§ **What needs to be done**
Copy the rows below word for word, leaving out the pictures.

§ **Excerpts from a dataset on pointing to objects**
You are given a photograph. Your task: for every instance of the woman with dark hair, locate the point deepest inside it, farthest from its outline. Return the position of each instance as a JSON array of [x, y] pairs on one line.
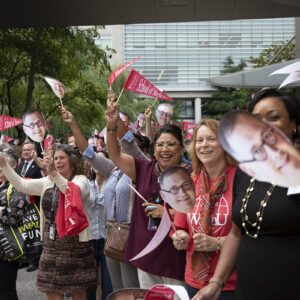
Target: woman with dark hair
[[203, 230], [67, 264], [117, 199], [11, 213], [264, 242], [165, 264]]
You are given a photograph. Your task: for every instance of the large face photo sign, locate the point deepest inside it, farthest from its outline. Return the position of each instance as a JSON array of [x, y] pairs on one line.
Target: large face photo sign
[[177, 189], [34, 125], [262, 150]]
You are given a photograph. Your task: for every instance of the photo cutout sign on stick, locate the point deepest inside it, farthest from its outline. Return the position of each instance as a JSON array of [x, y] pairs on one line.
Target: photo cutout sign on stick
[[57, 87], [262, 150], [34, 125], [177, 188]]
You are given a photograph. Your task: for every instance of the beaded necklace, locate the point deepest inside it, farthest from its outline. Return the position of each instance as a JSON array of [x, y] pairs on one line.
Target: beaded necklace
[[259, 213]]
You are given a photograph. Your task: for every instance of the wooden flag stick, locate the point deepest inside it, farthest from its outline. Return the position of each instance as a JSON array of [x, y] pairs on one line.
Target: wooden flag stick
[[137, 193], [154, 101], [120, 95]]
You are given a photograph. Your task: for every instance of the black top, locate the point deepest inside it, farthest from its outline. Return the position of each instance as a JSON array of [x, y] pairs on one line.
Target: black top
[[268, 267]]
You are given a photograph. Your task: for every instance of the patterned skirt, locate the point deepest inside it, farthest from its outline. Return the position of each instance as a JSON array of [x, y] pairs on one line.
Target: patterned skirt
[[66, 265]]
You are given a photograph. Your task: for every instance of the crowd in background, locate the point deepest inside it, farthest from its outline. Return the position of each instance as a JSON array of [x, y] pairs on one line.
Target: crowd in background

§ **Solution to the problem**
You are given a photograph. Your task: for every instance of the woman with dark hair, locate the point deepest inside it, farthest from its outline. Return the position of each instance as a JSON array of [x, y] pairs on one line.
Target: woman with dark hair
[[203, 230], [67, 264], [117, 199], [11, 213], [264, 242], [165, 264]]
You are given a photograph. Your task: for every instance of the large face photo sign, locate the point deepest inside it, farthest from its outline. Return the position of each instance as a JSON array of [x, y] pairs on one line.
Target: large face photo sign
[[177, 189], [34, 125], [262, 150]]
You are given a photograph. Your task: for every instance of the photo cutout sign on stick, locate the point deepest inside it, farthest from its outline. Return the position of each instance as a JSON array of [x, y] pairs on one line.
Target: photo cutout sign on stick
[[57, 87], [262, 150], [34, 125], [177, 188]]
You are given a photograph. Your task: for every instance of the beaded necklace, locate the point deepest inside it, farthest from its outline. Return the position of each instance as a JSON array of [x, y] pairs on one line.
Target: beaded necklace
[[259, 213]]
You are given a photograph. Your task: for every instance of the wooden flag stick, locate the point deepest inside it, farthest from its outline. Return the position of each instance as a JSON array of [x, y] pairs on one line.
Target: wooden flag stick
[[137, 193], [154, 101], [120, 95]]
You are given a photograph. Your task: for every instance of the black top, locate the point deepest inside it, farthest from its outline. Return the position of each instance as a JSON array of [x, y] pairs on one line.
Target: black top
[[268, 267]]
You are given a photograph. Your task: for every instance of the patterned skirt, locate the point deepest inside it, farthest from its outline. Return the position of each instance as a JSON array of [x, y] pairs on one line.
Target: patterned skirt
[[66, 265]]
You are given a photograph. Your task: for every instance of the crowd in background, locate the point deepest inside it, farthest from its outline. Return the position of each instance as a JSON array of [x, y] pairs on one line.
Target: crowd in background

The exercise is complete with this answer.